=== Task objective ===
Filter the records, keeping every line that has the string "rough".

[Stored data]

((

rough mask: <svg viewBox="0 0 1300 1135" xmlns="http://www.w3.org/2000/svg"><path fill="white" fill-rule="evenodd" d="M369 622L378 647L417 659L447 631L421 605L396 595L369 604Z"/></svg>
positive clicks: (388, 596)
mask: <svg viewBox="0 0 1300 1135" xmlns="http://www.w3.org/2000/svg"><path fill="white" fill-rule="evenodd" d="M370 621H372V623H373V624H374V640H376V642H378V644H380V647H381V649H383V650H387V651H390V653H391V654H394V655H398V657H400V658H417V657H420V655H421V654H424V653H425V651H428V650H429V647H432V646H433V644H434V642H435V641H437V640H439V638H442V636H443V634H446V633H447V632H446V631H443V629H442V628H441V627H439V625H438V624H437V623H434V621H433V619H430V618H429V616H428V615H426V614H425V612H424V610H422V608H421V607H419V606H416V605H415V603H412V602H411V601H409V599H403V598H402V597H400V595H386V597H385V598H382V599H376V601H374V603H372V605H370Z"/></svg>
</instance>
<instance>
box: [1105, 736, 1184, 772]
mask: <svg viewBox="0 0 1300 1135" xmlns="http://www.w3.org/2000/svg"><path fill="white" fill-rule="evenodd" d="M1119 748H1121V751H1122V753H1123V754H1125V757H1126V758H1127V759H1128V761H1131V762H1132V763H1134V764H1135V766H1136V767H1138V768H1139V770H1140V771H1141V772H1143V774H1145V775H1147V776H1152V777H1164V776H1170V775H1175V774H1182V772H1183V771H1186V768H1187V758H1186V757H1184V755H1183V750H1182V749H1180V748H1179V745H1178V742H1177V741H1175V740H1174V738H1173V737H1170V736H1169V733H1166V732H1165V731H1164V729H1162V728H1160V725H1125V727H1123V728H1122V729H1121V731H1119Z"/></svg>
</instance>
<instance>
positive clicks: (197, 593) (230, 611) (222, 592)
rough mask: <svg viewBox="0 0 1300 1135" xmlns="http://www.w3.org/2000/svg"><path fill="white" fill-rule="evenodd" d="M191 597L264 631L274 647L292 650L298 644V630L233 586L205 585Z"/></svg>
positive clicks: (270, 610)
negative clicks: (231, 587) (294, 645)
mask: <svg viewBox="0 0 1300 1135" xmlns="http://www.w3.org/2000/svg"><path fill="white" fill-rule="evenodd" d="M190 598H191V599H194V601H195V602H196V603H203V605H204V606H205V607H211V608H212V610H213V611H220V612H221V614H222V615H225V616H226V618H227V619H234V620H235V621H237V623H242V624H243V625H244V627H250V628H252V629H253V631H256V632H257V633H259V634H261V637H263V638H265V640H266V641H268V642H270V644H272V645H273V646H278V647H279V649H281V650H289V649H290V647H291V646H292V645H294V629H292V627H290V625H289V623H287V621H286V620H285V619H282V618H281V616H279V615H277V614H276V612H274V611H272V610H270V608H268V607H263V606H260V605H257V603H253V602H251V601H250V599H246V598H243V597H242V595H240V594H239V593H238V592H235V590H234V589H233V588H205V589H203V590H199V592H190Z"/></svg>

))

=== Problem solution ===
rough mask: <svg viewBox="0 0 1300 1135" xmlns="http://www.w3.org/2000/svg"><path fill="white" fill-rule="evenodd" d="M369 622L378 647L417 659L447 631L421 605L396 595L369 604Z"/></svg>
rough mask: <svg viewBox="0 0 1300 1135" xmlns="http://www.w3.org/2000/svg"><path fill="white" fill-rule="evenodd" d="M191 597L264 631L274 647L292 650L298 644V630L233 586L205 585Z"/></svg>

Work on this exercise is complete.